TRY IT:
Below are the entries; output exactly the lines from the one containing "written like (1274,275)." through the final line, inclusive.

SUPPLIED ENTRIES:
==*==

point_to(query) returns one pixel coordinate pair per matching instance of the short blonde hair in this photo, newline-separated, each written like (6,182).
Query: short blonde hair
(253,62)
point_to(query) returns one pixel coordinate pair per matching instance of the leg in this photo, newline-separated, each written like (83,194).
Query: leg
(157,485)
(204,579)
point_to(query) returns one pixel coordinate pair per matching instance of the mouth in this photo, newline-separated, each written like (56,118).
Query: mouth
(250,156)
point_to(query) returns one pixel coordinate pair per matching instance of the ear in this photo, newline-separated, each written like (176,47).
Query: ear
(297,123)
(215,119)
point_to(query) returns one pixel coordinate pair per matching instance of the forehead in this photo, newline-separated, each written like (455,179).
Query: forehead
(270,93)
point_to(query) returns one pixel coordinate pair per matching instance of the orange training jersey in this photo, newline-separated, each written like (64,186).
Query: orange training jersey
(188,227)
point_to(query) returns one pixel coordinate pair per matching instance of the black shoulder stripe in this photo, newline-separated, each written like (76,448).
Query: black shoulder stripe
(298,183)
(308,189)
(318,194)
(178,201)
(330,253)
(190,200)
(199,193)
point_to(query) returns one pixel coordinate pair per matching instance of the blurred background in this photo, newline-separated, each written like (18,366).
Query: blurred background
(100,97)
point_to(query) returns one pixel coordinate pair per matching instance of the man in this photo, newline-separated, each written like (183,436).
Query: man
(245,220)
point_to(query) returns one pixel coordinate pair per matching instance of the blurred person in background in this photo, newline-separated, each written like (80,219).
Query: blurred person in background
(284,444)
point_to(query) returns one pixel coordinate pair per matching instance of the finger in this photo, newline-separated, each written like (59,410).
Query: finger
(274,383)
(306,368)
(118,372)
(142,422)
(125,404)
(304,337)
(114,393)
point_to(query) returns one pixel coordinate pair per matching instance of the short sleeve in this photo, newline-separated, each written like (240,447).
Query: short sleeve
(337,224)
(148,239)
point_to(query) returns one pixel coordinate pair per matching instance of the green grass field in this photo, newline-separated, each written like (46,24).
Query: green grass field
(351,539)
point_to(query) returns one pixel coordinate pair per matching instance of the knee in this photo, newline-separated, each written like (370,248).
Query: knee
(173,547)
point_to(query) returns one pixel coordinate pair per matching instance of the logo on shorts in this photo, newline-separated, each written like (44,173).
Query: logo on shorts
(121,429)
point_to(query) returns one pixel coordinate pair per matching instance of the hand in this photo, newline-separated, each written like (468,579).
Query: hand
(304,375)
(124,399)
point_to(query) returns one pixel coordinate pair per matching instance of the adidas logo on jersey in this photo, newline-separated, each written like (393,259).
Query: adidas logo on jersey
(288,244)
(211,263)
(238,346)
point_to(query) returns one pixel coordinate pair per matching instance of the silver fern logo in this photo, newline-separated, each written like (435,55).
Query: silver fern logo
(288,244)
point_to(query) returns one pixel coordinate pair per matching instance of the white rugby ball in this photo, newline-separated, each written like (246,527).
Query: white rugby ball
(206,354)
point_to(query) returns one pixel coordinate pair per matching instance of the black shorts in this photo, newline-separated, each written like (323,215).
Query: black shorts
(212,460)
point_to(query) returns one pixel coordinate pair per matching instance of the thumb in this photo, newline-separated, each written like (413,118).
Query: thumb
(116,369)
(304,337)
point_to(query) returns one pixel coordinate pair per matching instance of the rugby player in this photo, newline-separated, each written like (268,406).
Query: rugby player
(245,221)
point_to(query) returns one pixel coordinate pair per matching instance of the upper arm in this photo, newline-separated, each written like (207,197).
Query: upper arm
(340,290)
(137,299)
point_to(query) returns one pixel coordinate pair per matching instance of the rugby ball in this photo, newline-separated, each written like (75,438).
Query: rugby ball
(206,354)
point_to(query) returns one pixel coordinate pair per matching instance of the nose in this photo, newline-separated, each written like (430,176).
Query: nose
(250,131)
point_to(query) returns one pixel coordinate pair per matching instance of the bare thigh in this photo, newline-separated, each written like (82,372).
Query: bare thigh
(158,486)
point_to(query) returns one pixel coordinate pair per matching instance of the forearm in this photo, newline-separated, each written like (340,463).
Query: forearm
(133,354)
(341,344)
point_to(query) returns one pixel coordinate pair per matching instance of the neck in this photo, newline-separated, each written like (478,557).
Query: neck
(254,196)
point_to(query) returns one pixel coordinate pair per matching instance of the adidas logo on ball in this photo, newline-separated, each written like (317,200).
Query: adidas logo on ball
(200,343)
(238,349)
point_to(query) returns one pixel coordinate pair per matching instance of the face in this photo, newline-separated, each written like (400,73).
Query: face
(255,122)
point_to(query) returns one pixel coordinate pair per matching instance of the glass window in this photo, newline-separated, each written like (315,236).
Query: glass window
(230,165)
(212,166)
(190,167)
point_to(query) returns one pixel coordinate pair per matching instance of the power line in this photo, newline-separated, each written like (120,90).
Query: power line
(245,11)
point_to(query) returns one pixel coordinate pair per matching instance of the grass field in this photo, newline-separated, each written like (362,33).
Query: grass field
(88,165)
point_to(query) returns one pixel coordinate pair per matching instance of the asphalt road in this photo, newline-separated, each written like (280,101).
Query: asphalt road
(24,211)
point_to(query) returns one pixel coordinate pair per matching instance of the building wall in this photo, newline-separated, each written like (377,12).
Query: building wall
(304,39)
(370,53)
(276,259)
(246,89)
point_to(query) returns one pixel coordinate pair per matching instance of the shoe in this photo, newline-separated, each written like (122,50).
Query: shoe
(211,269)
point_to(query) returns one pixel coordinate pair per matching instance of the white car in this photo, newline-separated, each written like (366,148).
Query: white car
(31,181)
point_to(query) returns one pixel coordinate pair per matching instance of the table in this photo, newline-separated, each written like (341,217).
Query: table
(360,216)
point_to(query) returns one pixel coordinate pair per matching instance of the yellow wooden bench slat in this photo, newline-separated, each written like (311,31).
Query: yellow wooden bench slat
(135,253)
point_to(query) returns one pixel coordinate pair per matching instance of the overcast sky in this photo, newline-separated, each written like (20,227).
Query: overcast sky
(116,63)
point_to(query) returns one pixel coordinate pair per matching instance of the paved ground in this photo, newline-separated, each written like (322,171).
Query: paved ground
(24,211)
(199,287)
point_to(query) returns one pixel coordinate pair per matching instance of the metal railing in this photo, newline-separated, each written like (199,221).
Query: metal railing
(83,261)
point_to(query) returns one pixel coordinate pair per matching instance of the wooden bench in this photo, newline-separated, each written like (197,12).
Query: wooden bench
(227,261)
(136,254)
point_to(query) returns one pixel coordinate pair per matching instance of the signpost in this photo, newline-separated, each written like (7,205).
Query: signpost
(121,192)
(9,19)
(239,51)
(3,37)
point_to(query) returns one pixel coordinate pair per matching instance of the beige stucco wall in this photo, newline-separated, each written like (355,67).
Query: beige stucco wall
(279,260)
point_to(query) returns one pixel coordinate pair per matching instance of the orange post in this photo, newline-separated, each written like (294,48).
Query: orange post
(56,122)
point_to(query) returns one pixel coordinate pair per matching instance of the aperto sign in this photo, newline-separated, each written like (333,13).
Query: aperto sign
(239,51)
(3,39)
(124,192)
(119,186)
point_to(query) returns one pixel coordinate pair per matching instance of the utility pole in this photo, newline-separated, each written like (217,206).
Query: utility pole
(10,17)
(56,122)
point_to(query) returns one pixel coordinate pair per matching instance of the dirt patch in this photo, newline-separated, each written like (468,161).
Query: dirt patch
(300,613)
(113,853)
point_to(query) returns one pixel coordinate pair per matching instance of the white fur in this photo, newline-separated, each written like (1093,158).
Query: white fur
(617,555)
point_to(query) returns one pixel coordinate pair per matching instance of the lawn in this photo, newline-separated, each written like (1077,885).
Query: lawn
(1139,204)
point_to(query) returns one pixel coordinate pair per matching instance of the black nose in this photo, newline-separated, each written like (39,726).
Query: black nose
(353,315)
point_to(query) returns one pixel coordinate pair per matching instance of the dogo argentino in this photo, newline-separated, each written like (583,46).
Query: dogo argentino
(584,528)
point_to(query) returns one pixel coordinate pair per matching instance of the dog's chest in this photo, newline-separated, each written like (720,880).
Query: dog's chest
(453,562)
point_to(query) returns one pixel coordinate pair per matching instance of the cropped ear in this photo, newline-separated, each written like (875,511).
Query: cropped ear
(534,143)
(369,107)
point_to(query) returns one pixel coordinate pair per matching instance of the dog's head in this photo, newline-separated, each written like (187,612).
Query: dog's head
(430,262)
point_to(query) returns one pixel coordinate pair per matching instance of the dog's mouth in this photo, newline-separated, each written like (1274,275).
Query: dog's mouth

==*==

PROBLEM SOLUTION:
point_to(query) returns one pixel coordinate pair per matching instance of the dog's mouth in this photo, newline-separated, each written like (1274,275).
Query: dog's mouth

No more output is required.